---------- DATA SHOWN

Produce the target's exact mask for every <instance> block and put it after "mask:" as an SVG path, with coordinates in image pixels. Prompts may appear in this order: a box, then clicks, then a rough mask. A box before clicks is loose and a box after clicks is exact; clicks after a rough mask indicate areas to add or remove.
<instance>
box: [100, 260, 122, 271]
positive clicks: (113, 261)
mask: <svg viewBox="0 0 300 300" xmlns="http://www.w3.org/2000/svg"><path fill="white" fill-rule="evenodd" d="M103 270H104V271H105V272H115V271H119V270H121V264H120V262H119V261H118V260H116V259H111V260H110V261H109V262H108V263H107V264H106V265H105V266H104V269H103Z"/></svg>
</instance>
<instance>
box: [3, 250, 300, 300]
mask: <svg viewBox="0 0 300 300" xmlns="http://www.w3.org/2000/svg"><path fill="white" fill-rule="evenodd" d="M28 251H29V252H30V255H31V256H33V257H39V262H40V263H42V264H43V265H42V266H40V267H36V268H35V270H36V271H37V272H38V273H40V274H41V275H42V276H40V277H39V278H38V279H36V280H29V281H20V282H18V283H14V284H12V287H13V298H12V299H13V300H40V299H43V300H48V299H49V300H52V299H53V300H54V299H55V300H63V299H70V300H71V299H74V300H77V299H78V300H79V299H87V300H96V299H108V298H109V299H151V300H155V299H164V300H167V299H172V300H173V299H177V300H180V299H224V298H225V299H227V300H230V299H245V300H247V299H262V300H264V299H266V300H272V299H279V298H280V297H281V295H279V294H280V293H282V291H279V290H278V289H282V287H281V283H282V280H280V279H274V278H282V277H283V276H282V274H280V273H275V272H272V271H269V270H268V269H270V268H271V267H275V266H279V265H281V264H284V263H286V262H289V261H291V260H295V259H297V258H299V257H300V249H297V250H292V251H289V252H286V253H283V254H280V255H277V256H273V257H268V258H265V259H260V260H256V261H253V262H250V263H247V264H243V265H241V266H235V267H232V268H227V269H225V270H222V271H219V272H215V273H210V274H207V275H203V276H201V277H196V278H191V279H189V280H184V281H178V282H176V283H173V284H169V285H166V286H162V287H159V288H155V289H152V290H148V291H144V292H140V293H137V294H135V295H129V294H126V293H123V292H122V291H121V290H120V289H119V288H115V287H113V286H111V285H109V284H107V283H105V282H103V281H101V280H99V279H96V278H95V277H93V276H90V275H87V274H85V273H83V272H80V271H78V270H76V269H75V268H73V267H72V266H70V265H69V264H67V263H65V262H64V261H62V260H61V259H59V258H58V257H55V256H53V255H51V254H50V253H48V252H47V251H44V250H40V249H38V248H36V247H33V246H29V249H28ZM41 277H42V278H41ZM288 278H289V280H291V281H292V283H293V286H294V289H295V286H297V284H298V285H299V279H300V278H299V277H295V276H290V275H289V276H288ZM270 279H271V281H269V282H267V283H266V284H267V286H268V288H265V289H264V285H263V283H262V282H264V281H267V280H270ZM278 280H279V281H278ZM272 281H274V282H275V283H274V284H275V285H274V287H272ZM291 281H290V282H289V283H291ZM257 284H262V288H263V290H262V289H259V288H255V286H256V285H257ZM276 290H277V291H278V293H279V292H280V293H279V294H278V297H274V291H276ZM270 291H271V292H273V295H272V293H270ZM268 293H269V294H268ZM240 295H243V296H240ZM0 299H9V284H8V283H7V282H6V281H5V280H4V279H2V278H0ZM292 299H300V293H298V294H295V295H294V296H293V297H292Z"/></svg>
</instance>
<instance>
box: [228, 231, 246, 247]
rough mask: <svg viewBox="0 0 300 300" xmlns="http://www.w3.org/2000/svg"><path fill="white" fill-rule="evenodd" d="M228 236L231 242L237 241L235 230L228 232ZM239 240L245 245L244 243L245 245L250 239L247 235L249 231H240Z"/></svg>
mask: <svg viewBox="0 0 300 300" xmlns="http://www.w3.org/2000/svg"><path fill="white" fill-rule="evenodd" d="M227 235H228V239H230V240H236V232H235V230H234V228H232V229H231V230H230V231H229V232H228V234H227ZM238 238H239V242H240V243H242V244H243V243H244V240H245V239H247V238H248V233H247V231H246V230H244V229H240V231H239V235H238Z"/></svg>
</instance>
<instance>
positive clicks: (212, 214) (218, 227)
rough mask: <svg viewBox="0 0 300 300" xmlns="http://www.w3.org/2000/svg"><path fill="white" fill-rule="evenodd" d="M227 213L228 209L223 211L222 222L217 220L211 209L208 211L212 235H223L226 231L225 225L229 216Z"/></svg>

--------------------

ASSIGNMENT
So that nothing is lost, please repeat all of the entries exactly.

TASK RESULT
Produce the target's exact mask for every <instance> block and put it after "mask:" as an SVG path, with coordinates in image pixels. Prompts may appear in this order: a box, then clicks, then a rough mask. A box before clicks is loose and a box after clicks is exact; clicks after a rough mask indicate areas to add or remove.
<instance>
box: [100, 260, 122, 271]
positive clicks: (113, 261)
mask: <svg viewBox="0 0 300 300" xmlns="http://www.w3.org/2000/svg"><path fill="white" fill-rule="evenodd" d="M103 270H104V271H105V272H115V271H119V270H121V264H120V262H119V261H118V260H116V259H111V260H110V261H109V262H108V263H107V264H106V265H105V266H104V269H103Z"/></svg>
</instance>
<instance>
box: [3, 250, 300, 300]
mask: <svg viewBox="0 0 300 300" xmlns="http://www.w3.org/2000/svg"><path fill="white" fill-rule="evenodd" d="M28 251H29V252H30V255H31V256H33V257H39V262H40V263H42V264H43V265H42V266H40V267H36V268H35V270H36V271H37V272H38V273H40V274H41V275H42V276H40V277H39V278H38V279H36V280H29V281H20V282H18V283H14V284H12V287H13V298H12V299H13V300H40V299H43V300H48V299H49V300H52V299H53V300H54V299H55V300H63V299H70V300H71V299H74V300H77V299H78V300H79V299H87V300H96V299H108V298H109V299H151V300H155V299H164V300H167V299H172V300H173V299H177V300H180V299H224V298H225V299H227V300H230V299H245V300H247V299H262V300H264V299H266V300H272V299H279V298H280V297H281V295H279V294H280V293H282V291H279V290H278V289H282V287H281V283H282V280H280V279H274V278H282V277H283V276H282V274H280V273H275V272H272V271H269V270H268V269H270V268H271V267H275V266H279V265H281V264H284V263H286V262H289V261H291V260H295V259H297V258H299V257H300V249H297V250H292V251H289V252H286V253H283V254H280V255H277V256H273V257H268V258H265V259H260V260H256V261H253V262H250V263H247V264H243V265H241V266H235V267H232V268H227V269H225V270H222V271H219V272H215V273H210V274H207V275H203V276H201V277H196V278H191V279H189V280H184V281H178V282H176V283H173V284H169V285H166V286H162V287H159V288H155V289H152V290H148V291H144V292H140V293H137V294H135V295H129V294H126V293H123V292H122V291H121V290H120V289H119V288H115V287H113V286H111V285H109V284H107V283H105V282H103V281H101V280H99V279H96V278H95V277H93V276H90V275H87V274H85V273H83V272H80V271H78V270H76V269H75V268H73V267H72V266H70V265H69V264H67V263H65V262H64V261H62V260H61V259H59V258H58V257H55V256H53V255H51V254H50V253H48V252H47V251H44V250H40V249H38V248H36V247H33V246H29V249H28ZM41 277H42V278H41ZM288 278H289V280H291V281H292V283H293V286H294V289H295V286H297V284H298V285H299V279H300V278H299V277H295V276H290V275H289V276H288ZM270 279H271V281H269V282H267V283H266V284H267V286H268V288H265V289H264V285H263V283H262V282H264V281H267V280H270ZM278 280H279V281H278ZM272 281H274V282H275V283H274V284H275V285H274V287H272ZM291 281H290V282H289V283H291ZM257 284H262V288H263V290H262V289H259V288H255V286H256V285H257ZM276 290H277V291H278V293H279V292H280V293H279V294H278V297H274V291H276ZM270 291H271V292H273V295H272V293H270ZM268 293H269V294H268ZM240 295H243V296H240ZM0 299H9V284H8V283H7V282H6V281H5V280H4V279H2V278H0ZM292 299H300V293H298V294H295V295H294V296H293V297H292Z"/></svg>
</instance>
<instance>
box: [228, 231, 246, 247]
rough mask: <svg viewBox="0 0 300 300" xmlns="http://www.w3.org/2000/svg"><path fill="white" fill-rule="evenodd" d="M228 236L231 242L237 241L235 230L228 232ZM239 240L245 245L244 243L245 245L250 239L247 235L249 231H240Z"/></svg>
mask: <svg viewBox="0 0 300 300" xmlns="http://www.w3.org/2000/svg"><path fill="white" fill-rule="evenodd" d="M227 235H228V239H230V240H236V232H235V230H234V228H232V229H231V230H230V231H229V232H228V234H227ZM238 238H239V242H240V243H242V244H243V243H244V240H245V239H247V238H248V233H247V231H246V230H244V229H240V231H239V235H238Z"/></svg>
</instance>
<instance>
positive clicks: (212, 214) (218, 227)
rough mask: <svg viewBox="0 0 300 300" xmlns="http://www.w3.org/2000/svg"><path fill="white" fill-rule="evenodd" d="M227 213L228 209L223 211L222 222L217 220L211 209L208 211L212 235H223L226 231L225 225L229 216Z"/></svg>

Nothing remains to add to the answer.